Every line of the material must be written out again unchanged.

* INPUT FOR THIS TASK *
[Start of Attachment]
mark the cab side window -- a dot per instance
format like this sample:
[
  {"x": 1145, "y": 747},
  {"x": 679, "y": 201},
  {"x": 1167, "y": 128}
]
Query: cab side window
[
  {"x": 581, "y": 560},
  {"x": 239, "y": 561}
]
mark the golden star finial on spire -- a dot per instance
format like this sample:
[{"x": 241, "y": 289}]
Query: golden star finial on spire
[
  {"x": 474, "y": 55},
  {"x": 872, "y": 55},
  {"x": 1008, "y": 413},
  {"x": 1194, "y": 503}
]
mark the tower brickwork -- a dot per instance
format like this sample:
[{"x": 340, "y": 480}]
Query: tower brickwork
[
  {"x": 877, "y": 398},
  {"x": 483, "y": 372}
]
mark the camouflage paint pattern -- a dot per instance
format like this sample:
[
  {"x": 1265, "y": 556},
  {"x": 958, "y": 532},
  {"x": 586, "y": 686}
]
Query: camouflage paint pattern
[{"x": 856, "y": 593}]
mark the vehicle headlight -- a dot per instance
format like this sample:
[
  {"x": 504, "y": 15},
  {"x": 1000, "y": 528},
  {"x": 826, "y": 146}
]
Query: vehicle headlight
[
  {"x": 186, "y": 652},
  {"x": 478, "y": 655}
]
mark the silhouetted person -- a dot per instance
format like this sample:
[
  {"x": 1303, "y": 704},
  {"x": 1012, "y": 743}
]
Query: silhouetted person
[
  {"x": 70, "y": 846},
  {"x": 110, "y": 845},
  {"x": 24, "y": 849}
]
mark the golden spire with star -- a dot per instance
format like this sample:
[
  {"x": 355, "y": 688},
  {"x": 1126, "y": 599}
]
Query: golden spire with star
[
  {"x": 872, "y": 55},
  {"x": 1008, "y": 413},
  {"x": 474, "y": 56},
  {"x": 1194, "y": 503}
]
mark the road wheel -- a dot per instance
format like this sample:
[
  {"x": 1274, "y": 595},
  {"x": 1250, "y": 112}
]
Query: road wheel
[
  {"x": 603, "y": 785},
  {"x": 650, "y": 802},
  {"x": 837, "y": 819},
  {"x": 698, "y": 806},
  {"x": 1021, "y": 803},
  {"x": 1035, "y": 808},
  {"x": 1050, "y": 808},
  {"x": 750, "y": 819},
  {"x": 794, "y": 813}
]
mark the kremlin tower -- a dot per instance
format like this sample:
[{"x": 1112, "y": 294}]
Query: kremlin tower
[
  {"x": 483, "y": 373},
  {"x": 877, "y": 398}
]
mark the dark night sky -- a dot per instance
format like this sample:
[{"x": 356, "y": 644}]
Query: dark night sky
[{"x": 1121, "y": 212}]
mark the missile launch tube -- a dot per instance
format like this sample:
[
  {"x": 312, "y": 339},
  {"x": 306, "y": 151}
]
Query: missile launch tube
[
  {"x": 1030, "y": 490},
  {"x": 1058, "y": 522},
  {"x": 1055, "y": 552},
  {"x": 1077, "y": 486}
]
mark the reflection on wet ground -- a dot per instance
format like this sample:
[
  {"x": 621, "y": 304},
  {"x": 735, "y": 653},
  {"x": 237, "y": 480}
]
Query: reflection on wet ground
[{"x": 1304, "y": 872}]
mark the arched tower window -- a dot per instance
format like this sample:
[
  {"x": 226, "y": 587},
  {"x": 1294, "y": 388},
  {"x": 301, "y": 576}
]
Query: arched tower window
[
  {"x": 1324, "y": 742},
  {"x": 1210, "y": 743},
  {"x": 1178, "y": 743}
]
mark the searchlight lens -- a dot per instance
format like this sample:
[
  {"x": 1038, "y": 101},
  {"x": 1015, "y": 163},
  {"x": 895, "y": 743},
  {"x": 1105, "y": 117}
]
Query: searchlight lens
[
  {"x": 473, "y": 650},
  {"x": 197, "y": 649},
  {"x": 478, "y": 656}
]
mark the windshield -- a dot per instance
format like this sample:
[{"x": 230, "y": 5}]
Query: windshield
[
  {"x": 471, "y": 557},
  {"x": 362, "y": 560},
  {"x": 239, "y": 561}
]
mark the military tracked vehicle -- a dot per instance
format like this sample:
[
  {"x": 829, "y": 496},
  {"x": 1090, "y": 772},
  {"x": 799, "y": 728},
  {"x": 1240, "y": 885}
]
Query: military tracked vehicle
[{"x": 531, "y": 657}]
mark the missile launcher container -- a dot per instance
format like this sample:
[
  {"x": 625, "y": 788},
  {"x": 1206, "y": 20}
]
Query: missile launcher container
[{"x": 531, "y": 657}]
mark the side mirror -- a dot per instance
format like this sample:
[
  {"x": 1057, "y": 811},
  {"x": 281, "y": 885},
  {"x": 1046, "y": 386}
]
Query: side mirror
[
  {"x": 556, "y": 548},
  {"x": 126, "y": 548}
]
[End of Attachment]
* ANSWER SECTION *
mark the cab side window -- a dot per instance
format like this sample:
[
  {"x": 1145, "y": 747},
  {"x": 679, "y": 201},
  {"x": 1167, "y": 128}
]
Query: cab side window
[
  {"x": 581, "y": 560},
  {"x": 239, "y": 561}
]
mark the golden star finial on spire -- a dot per instance
format like this sample:
[{"x": 241, "y": 289}]
Query: golden star finial on spire
[
  {"x": 474, "y": 55},
  {"x": 872, "y": 55},
  {"x": 1008, "y": 413},
  {"x": 1194, "y": 503}
]
mark the tower brickwork -- a dot per instance
format like this sample:
[{"x": 340, "y": 480}]
Query: tower brickwork
[
  {"x": 877, "y": 398},
  {"x": 483, "y": 372}
]
mark the camouflage paint pattern -- a dot per instance
format like this sample:
[
  {"x": 1265, "y": 556},
  {"x": 958, "y": 532},
  {"x": 586, "y": 686}
]
Query: camouflage paint pattern
[{"x": 856, "y": 593}]
mark the vehicle headlight -- a dot per instance
format like this sample:
[
  {"x": 504, "y": 15},
  {"x": 1000, "y": 528},
  {"x": 826, "y": 146}
]
Query: vehicle headlight
[
  {"x": 186, "y": 652},
  {"x": 478, "y": 655}
]
mark the silhouetted person -- a dot per instance
format like this sample:
[
  {"x": 1303, "y": 704},
  {"x": 1012, "y": 743}
]
Query: silhouetted person
[
  {"x": 70, "y": 846},
  {"x": 110, "y": 845},
  {"x": 24, "y": 849}
]
mark the golden spire with star -- a dot per instance
format like this sample:
[
  {"x": 355, "y": 688},
  {"x": 1126, "y": 599}
]
Query: golden spire with star
[
  {"x": 872, "y": 55},
  {"x": 1008, "y": 413},
  {"x": 474, "y": 56},
  {"x": 1194, "y": 503}
]
mark the road wheel -- a dot per instance
format like this sample:
[
  {"x": 1274, "y": 595},
  {"x": 1250, "y": 112}
]
Query: road wheel
[
  {"x": 603, "y": 785},
  {"x": 650, "y": 802},
  {"x": 837, "y": 819},
  {"x": 698, "y": 806},
  {"x": 1021, "y": 803},
  {"x": 1035, "y": 808},
  {"x": 1050, "y": 808},
  {"x": 750, "y": 819},
  {"x": 794, "y": 813}
]
mark the kremlin tower -- a dot per instance
format like this sample:
[{"x": 1112, "y": 294}]
Query: kremlin tower
[
  {"x": 483, "y": 373},
  {"x": 877, "y": 398}
]
mark the dark night sky -- a dot per instance
format like this sample:
[{"x": 356, "y": 644}]
Query: dark night sky
[{"x": 1121, "y": 212}]
mark the missile launch tube -- a dot per instance
format like this sample:
[
  {"x": 312, "y": 339},
  {"x": 306, "y": 151}
]
Query: missile launch tube
[
  {"x": 1030, "y": 490},
  {"x": 1058, "y": 522},
  {"x": 1055, "y": 552},
  {"x": 1077, "y": 486}
]
mark the reflection on wet ground -- a dot per instance
format like this sample:
[
  {"x": 621, "y": 304},
  {"x": 735, "y": 653},
  {"x": 237, "y": 480}
]
Query: reflection on wet ground
[{"x": 1304, "y": 872}]
mark the arched tower window -- a dot per instance
format like this sample:
[
  {"x": 226, "y": 587},
  {"x": 1294, "y": 388},
  {"x": 301, "y": 576}
]
Query: arched tower window
[
  {"x": 1324, "y": 742},
  {"x": 1210, "y": 743},
  {"x": 1178, "y": 743}
]
mark the searchlight lens -- a dot per instance
format like this sample:
[
  {"x": 1038, "y": 101},
  {"x": 1015, "y": 163},
  {"x": 895, "y": 743},
  {"x": 1105, "y": 117}
]
Query: searchlight lens
[
  {"x": 473, "y": 650},
  {"x": 197, "y": 649},
  {"x": 478, "y": 656}
]
mark the windshield -- a dot per instance
format like this sample:
[{"x": 230, "y": 5}]
Query: windshield
[
  {"x": 471, "y": 557},
  {"x": 362, "y": 560},
  {"x": 239, "y": 561}
]
mark the military tracked vehicle -- a dot per instance
format like this sample:
[
  {"x": 829, "y": 496},
  {"x": 1090, "y": 772},
  {"x": 799, "y": 728},
  {"x": 1240, "y": 885}
]
Query: military tracked vehicle
[{"x": 531, "y": 657}]
mark the missile launcher container -- a dot per instance
format like this sample:
[
  {"x": 625, "y": 788},
  {"x": 1206, "y": 20}
]
Query: missile launcher container
[{"x": 531, "y": 657}]
mark the side mirror -- a dot per instance
format like this sample:
[
  {"x": 1057, "y": 811},
  {"x": 281, "y": 885},
  {"x": 1046, "y": 386}
]
Query: side mirror
[
  {"x": 556, "y": 548},
  {"x": 126, "y": 548}
]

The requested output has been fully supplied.